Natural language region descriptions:
◇ ◇ ◇ ◇
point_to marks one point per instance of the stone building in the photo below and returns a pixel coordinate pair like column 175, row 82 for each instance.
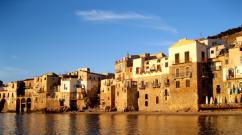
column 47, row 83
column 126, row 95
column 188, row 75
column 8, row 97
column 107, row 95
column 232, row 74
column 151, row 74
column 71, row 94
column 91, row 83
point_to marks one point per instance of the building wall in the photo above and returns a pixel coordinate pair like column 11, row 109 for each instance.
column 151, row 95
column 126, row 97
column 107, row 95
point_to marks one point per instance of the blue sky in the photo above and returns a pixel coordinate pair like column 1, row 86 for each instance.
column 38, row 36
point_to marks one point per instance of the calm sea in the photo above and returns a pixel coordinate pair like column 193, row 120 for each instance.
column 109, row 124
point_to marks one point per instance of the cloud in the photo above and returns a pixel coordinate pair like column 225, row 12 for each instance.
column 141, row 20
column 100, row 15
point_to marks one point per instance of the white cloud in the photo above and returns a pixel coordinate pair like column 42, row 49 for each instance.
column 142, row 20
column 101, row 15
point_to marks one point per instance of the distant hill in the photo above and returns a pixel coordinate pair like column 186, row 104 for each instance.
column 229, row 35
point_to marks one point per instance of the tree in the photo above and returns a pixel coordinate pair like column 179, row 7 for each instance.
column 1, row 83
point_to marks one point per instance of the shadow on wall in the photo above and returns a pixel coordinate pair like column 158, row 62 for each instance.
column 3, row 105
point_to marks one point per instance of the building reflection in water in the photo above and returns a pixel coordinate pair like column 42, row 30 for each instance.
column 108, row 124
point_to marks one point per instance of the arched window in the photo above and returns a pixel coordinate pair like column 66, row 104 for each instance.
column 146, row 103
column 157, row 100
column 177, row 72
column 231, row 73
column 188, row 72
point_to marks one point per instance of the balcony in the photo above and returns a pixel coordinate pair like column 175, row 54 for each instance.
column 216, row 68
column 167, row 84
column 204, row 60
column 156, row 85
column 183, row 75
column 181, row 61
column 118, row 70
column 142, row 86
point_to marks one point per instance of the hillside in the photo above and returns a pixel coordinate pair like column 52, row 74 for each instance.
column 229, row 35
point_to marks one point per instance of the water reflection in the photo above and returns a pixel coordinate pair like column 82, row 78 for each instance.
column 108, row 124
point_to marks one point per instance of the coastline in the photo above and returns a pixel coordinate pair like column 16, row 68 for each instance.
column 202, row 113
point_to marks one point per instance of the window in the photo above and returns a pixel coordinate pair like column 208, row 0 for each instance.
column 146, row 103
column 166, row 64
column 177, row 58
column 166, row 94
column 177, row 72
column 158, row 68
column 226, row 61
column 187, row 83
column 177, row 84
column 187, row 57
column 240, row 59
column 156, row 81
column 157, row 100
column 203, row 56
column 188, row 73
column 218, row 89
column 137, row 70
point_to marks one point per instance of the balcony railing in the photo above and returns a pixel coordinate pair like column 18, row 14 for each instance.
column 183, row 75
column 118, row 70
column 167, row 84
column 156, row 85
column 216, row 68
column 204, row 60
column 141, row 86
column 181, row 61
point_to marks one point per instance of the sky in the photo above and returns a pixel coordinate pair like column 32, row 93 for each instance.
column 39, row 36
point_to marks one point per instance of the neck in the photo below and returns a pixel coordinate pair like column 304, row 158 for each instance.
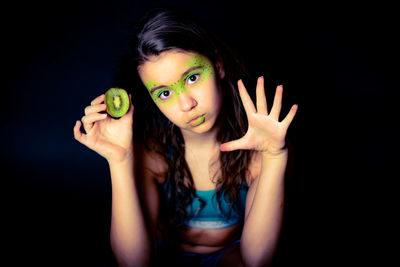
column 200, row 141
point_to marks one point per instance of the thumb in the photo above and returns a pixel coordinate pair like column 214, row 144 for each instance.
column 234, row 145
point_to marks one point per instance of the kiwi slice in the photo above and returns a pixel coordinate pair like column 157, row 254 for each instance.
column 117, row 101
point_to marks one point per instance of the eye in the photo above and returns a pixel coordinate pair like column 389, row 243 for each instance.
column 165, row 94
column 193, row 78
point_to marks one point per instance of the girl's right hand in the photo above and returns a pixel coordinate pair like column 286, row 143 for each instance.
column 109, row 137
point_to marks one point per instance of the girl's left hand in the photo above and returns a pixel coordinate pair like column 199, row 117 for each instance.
◇ ◇ ◇ ◇
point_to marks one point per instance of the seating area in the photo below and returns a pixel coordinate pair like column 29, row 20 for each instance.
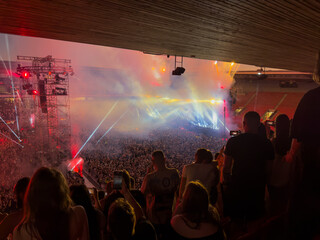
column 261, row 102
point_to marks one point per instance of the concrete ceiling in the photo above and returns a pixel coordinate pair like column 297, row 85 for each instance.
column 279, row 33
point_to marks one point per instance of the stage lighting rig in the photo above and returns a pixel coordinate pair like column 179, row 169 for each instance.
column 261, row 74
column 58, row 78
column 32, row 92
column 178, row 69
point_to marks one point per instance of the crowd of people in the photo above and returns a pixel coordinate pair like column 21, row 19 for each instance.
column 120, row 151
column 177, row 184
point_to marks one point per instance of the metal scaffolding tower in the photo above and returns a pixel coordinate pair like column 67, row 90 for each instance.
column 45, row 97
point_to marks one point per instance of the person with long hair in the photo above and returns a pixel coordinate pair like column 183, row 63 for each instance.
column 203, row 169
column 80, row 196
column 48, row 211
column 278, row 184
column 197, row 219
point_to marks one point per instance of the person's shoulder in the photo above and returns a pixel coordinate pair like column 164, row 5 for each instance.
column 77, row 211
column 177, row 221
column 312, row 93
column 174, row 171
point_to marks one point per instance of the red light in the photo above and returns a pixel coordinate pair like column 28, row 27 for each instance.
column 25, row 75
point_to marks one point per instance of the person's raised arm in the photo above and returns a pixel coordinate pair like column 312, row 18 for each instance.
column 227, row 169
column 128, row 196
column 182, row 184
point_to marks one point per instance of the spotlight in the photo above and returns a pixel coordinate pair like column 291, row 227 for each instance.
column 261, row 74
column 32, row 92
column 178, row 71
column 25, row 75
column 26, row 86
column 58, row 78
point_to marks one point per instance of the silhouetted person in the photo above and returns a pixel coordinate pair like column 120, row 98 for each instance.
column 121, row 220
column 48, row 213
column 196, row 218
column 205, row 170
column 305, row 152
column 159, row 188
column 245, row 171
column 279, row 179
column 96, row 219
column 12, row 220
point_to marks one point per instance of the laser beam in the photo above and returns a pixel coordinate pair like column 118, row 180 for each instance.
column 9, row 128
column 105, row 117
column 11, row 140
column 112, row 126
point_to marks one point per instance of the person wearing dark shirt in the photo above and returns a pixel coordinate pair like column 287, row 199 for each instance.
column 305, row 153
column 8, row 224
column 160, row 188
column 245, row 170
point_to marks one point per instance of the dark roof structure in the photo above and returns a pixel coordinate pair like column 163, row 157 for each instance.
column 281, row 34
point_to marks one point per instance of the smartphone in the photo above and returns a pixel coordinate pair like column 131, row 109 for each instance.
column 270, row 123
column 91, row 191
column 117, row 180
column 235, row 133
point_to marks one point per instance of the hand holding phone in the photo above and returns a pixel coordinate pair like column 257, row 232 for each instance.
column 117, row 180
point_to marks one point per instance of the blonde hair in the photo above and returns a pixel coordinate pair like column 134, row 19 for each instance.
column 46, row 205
◇ ◇ ◇ ◇
## WORK TASK
Copy the lines of the data above exactly as written, beginning with the line containing "point_to marks one point per instance of the thumb" and ending with the line containing "point_to marks one point per instance of the girl's left", and leave out all other lines.

## EXERCISE ANSWER
point_to marks one point per instance of the thumb in the photo above and returns a pixel coordinate pair like column 214, row 144 for each instance.
column 234, row 145
point_to marks one point per instance of the kiwi slice in the photo above and returns a pixel coordinate pair like column 157, row 254 for each instance.
column 117, row 101
point_to marks one point per instance of the eye in the photo above and returns a pixel coordinate pair like column 389, row 243 for each instance.
column 165, row 94
column 193, row 78
point_to marks one point per instance of the girl's right hand in the photo above and returns a pixel coordinate pair like column 286, row 143 for each instance.
column 109, row 137
point_to marks one point per instance of the girl's left hand in the photo above and returns a pixel coordinate pair like column 199, row 117 for each instance.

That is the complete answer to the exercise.